▸ 작업 지시
a) 기록 가운데 "standing"라는 단어가 들어 있는 줄을 빠짐없이 추출하십시오.
b) 향수 리뷰 데이터를 불러오는 노트북 코드를 마지막 줄 다음부터 이어서 진행하십시오.

▸ 제공된 텍스트
>>>

In [1]:
from google.colab import drive
drive.mount('/content/drive', force_remount=False)

Mounted at /content/drive


### Data Load

In [2]:
import pandas as pd
import numpy as np
dataset = pd.read_csv('/content/drive/MyDrive/Colab Notebooks/deeplearning_NLP/perfume/data/final_data.csv')
dataset.head()

Unnamed: 0,gender,name,accords,review
0,female,Alien Mugler for women,"['white floral', 'amber', 'woody']","Got a sample of this today, and my 9 year old ..."
1,female,Alien Mugler for women,"['white floral', 'amber', 'woody']",First impressions. Test on blotter.\nI have he...
2,female,Alien Mugler for women,"['white floral', 'amber', 'woody']",This perfume reminds me of my best friend. Act...
3,female,Alien Mugler for women,"['white floral', 'amber', 'woody']",Imagine tripping over your own feet and fallin...

<<<

▸ 주어진 정보

>>>

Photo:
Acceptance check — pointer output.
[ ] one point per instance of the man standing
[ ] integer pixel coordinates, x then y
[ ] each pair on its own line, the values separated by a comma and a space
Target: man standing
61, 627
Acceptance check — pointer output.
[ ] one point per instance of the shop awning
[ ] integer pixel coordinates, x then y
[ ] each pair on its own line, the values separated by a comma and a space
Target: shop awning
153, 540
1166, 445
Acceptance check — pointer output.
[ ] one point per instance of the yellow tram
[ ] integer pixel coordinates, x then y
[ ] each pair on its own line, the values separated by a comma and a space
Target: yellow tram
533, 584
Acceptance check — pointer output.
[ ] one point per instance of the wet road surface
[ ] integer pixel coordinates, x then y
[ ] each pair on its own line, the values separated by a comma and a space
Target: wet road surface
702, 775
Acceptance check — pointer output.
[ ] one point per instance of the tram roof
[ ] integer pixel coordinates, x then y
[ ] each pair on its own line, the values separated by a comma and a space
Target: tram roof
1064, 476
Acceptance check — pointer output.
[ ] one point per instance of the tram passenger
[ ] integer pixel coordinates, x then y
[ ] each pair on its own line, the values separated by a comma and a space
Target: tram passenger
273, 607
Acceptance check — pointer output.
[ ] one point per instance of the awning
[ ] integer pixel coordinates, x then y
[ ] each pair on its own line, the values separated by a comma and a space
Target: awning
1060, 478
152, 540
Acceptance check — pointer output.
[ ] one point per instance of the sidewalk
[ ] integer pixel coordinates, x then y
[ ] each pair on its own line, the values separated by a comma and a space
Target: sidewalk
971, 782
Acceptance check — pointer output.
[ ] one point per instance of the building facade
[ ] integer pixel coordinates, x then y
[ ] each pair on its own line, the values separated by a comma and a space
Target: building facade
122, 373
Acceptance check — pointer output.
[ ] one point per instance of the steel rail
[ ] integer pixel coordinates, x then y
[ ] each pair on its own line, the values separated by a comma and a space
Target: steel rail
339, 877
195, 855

<<<
>>>

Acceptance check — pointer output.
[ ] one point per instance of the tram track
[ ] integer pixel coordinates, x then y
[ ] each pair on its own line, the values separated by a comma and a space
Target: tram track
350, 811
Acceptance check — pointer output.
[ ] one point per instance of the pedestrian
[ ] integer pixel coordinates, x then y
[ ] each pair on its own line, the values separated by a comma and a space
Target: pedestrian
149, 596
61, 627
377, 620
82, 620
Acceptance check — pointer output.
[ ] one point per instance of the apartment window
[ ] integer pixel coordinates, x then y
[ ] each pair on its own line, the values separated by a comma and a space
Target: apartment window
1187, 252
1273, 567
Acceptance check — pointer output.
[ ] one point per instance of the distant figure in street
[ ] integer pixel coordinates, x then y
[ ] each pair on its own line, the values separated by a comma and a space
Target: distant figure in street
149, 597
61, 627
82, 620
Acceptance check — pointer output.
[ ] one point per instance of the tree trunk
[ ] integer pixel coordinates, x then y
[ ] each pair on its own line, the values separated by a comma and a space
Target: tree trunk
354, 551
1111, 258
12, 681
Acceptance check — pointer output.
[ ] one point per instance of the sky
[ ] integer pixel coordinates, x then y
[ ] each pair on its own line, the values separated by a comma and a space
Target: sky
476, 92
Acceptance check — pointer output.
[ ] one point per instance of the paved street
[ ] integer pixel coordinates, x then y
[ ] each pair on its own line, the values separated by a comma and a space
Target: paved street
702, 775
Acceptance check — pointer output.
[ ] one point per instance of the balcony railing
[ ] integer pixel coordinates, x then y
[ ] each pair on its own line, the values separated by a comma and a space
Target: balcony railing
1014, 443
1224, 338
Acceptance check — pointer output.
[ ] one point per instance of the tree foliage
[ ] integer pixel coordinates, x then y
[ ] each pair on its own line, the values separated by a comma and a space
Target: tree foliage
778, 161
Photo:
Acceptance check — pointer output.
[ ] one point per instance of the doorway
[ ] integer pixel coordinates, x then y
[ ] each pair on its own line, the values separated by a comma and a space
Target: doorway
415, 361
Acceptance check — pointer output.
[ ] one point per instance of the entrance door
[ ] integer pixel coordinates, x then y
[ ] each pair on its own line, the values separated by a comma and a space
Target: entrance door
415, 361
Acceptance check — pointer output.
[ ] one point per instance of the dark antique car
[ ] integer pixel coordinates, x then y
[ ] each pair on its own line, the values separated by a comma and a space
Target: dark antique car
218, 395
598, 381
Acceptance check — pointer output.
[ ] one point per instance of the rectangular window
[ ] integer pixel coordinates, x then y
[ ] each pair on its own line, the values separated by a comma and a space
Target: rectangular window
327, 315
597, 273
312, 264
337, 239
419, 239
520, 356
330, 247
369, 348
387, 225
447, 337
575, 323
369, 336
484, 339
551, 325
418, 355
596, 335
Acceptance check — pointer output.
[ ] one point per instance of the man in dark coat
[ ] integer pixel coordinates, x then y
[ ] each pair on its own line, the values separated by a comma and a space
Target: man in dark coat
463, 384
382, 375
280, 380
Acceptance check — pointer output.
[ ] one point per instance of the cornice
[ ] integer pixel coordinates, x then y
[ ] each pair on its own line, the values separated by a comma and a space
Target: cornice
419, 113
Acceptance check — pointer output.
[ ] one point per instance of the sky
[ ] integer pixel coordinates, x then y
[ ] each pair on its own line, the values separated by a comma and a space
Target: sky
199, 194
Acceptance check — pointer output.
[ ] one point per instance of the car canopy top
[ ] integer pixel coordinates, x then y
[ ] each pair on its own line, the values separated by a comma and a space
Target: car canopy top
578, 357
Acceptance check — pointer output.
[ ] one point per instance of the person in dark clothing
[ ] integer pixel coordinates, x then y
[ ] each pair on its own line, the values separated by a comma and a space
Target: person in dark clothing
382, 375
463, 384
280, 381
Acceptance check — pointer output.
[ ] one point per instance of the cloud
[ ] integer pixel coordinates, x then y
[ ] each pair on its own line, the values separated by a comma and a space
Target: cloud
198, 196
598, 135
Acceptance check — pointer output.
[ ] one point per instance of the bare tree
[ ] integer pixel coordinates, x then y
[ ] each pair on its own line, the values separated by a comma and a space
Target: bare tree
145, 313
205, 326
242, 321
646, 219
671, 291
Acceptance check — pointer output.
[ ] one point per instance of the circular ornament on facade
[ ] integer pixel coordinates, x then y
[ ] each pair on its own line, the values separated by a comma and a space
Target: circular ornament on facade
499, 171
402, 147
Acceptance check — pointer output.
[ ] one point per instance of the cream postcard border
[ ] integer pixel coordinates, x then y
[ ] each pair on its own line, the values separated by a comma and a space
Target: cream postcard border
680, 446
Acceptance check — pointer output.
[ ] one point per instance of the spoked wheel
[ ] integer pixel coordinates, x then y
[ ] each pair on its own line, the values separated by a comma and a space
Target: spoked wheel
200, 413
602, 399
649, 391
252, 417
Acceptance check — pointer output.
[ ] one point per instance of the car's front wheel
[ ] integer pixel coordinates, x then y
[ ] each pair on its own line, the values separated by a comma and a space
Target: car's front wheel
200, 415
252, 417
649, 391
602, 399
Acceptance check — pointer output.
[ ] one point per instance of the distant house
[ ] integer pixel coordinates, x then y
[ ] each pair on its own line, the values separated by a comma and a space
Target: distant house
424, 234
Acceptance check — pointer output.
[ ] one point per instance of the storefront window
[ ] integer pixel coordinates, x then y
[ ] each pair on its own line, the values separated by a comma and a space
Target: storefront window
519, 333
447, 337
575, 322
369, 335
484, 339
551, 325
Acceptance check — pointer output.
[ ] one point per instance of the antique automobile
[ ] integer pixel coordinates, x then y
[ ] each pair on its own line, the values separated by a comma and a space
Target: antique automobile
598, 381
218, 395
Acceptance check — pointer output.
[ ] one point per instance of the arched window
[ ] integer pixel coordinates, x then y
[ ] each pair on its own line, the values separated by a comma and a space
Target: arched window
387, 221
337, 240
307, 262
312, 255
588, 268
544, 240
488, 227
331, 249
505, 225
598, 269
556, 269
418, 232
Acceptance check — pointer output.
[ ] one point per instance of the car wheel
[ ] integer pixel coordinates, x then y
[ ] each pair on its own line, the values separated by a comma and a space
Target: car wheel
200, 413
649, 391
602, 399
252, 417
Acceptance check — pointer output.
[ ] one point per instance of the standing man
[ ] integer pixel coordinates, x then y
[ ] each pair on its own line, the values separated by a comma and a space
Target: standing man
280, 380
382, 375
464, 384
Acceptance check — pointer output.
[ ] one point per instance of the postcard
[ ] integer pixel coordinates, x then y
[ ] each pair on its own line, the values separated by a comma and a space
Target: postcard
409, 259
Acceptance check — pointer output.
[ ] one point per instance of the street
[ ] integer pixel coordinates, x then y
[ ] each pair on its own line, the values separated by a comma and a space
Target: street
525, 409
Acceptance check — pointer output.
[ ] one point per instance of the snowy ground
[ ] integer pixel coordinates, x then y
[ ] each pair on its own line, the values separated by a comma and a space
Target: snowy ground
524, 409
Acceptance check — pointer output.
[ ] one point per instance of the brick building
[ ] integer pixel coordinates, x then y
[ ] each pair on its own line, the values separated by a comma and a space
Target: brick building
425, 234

<<<

▸ 순서별 결과
a)
[ ] one point per instance of the man standing
Target: man standing
[ ] one point per instance of the standing man
Target: standing man

b)
4,female,Alien Mugler for women,"['white floral', 'amber', 'woody']",Gorgeous Gorgeous Blend ..\nLove the scent...\...


In [3]:
# Nan값을 ''로 채우기
dataset = dataset.fillna('')

In [4]:
# 향수 종류
perfumes = dataset.name.unique()

In [5]:
print("향수 개수 : {}".format(len(perfumes)))

향수 개수 : 89


In [6]:
# 향수 종류 별로 모든 review를 합치는 함수
def join_review(dataset=None):
    perfumes = dataset.name.unique()
    join_data=pd.DataFrame(columns=['name', 'accords', 'review'])

    for i in range(len(perfumes)):
      perfume = dataset[dataset['name']==perfumes[i]]
      accord = perfume.loc[:,"accords"].unique()
      perfume = perfume.reset_index(drop=True)
      # 각 향수의 리뷰 데이터를 순회하며 리뷰를 concat
      r = ''
      for j in range(len(perfume)):
        r = ' '.join([r, perfume.loc[:,"review"][j]])
      join_data = join_data.append({'name':perfumes[i], 'accords': accord,'review':r}, ignore_index=True)
    return join_data

In [7]:
# main accord를 뽑아내는 함수

def extract_main(dataset=None):
  accord_df = dataset.copy()
  accord_df.drop(['accords','review'], axis=1, inplace=True)

  import re
  accord_list = []
  for i in range(len(join_df)):
    text = dataset['accords'][i][0]
    regex = '[a-z]{1,}'
    p = re.compile(regex)
    m = p.finditer(text)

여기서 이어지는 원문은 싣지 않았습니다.